--- BEGIN ---

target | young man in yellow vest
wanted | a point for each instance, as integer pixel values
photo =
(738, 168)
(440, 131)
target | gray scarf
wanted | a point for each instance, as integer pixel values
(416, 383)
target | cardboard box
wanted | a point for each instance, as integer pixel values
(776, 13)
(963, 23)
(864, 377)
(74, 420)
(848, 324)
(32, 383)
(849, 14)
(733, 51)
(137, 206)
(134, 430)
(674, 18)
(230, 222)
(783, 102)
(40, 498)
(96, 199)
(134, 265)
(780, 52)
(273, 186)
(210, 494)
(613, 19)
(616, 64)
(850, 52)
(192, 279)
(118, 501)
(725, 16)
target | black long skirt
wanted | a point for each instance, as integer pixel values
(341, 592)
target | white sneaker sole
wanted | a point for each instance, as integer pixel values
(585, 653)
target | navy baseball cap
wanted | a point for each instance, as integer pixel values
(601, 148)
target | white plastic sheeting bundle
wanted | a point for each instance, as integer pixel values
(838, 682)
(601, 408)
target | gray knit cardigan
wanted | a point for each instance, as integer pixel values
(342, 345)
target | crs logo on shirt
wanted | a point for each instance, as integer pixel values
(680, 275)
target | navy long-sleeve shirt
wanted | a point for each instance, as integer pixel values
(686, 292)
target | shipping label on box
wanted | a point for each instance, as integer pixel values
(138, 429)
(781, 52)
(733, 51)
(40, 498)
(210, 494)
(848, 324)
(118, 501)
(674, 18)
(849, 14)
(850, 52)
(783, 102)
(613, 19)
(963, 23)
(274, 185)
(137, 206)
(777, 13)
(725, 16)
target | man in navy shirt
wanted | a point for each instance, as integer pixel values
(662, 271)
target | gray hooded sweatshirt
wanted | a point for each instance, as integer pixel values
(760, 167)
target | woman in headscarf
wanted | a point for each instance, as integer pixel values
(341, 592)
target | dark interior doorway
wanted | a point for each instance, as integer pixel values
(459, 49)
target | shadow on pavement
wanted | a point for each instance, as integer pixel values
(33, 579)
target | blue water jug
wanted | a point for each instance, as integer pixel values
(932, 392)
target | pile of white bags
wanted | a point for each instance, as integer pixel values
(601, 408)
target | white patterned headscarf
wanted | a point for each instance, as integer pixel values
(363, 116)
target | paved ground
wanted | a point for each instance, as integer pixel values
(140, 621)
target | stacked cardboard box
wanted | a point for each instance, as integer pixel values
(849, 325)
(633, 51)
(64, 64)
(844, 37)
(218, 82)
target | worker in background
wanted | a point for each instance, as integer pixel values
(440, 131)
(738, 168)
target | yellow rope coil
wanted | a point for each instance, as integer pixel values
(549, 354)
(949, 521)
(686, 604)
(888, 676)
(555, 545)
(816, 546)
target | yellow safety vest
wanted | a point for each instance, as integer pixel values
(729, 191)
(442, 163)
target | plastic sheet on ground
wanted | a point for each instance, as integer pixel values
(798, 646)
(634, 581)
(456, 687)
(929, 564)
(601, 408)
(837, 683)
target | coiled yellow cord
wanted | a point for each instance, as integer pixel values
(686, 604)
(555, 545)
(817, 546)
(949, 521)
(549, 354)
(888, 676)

--- END ---

### Problem requirements
Exact copies of all the records are required.

### Written response
target | young man in yellow vest
wanted | a point for each instance, as integer pixel values
photo =
(738, 168)
(440, 131)
target | gray scarf
wanted | a point for each instance, as integer pixel values
(416, 383)
target | cardboard box
wanted | a point for each instance, as integer pixel values
(776, 13)
(963, 23)
(864, 377)
(74, 420)
(848, 324)
(32, 383)
(849, 14)
(733, 51)
(137, 206)
(134, 430)
(674, 18)
(230, 222)
(783, 102)
(40, 498)
(96, 199)
(134, 265)
(780, 52)
(273, 186)
(210, 494)
(613, 19)
(616, 64)
(850, 52)
(192, 279)
(118, 501)
(725, 16)
target | black long skirt
wanted | a point for each instance, as integer pixel values
(341, 592)
target | white sneaker sole
wanted | a point for each instance, as integer pixel values
(585, 653)
target | navy baseball cap
wanted | a point for each instance, as integer pixel values
(601, 148)
target | white plastic sheeting bundle
wanted | a point for each instance, as integer pixel values
(838, 682)
(601, 408)
target | gray knit cardigan
wanted | a point for each instance, as integer pixel values
(342, 345)
target | crs logo on shirt
wanted | a point for each instance, as integer pixel values
(680, 275)
target | navy long-sleeve shirt
wanted | a point for each instance, as integer pixel values
(686, 292)
target | shipping label on box
wanted | a point for each instance, as integer pixel values
(138, 429)
(781, 52)
(733, 51)
(40, 498)
(210, 494)
(848, 324)
(118, 501)
(674, 18)
(849, 14)
(850, 52)
(783, 102)
(613, 19)
(963, 23)
(274, 185)
(137, 206)
(777, 13)
(725, 16)
target | man in navy shirt
wanted | a point for each instance, as integer pixel values
(662, 271)
target | gray hooded sweatshirt
wanted | a point for each instance, as integer pixel values
(760, 167)
target | woman in headscarf
wanted | a point for each instance, as integer pixel values
(341, 592)
target | dark interior doorway
wanted | a point for each instance, as integer pixel values
(459, 49)
target | shadow on pavement
wanted | a point for each instance, as integer pixel values
(33, 579)
target | blue water jug
wanted | a point for each instance, as integer pixel values
(932, 392)
target | pile of white bags
wanted | a point for each instance, as integer pixel values
(601, 408)
target | white patterned headscarf
wanted | a point for each instance, as integer pixel values
(363, 116)
target | paved ground
wanted | a point for each instance, as integer pixel values
(140, 621)
target | stacked cardboard box
wanted | a point for each instance, as integer pixel values
(849, 325)
(633, 51)
(64, 64)
(844, 37)
(218, 82)
target | worker in background
wanted | a point for each instance, as integer pixel values
(440, 131)
(738, 168)
target | yellow rope coil
wanted | a point for each instance, as integer pixel values
(549, 354)
(949, 521)
(686, 604)
(888, 676)
(555, 545)
(816, 546)
target | yellow safety vest
wanted | a point for each instance, as integer pixel values
(729, 191)
(442, 163)
target | plastic sheet on ground
wanted | a point for each instance, as integer pixel values
(798, 646)
(634, 581)
(456, 687)
(929, 564)
(601, 408)
(837, 683)
target | coiled yellow cord
wanted | a point for each instance, as integer pixel values
(686, 604)
(555, 545)
(817, 546)
(949, 521)
(549, 354)
(888, 676)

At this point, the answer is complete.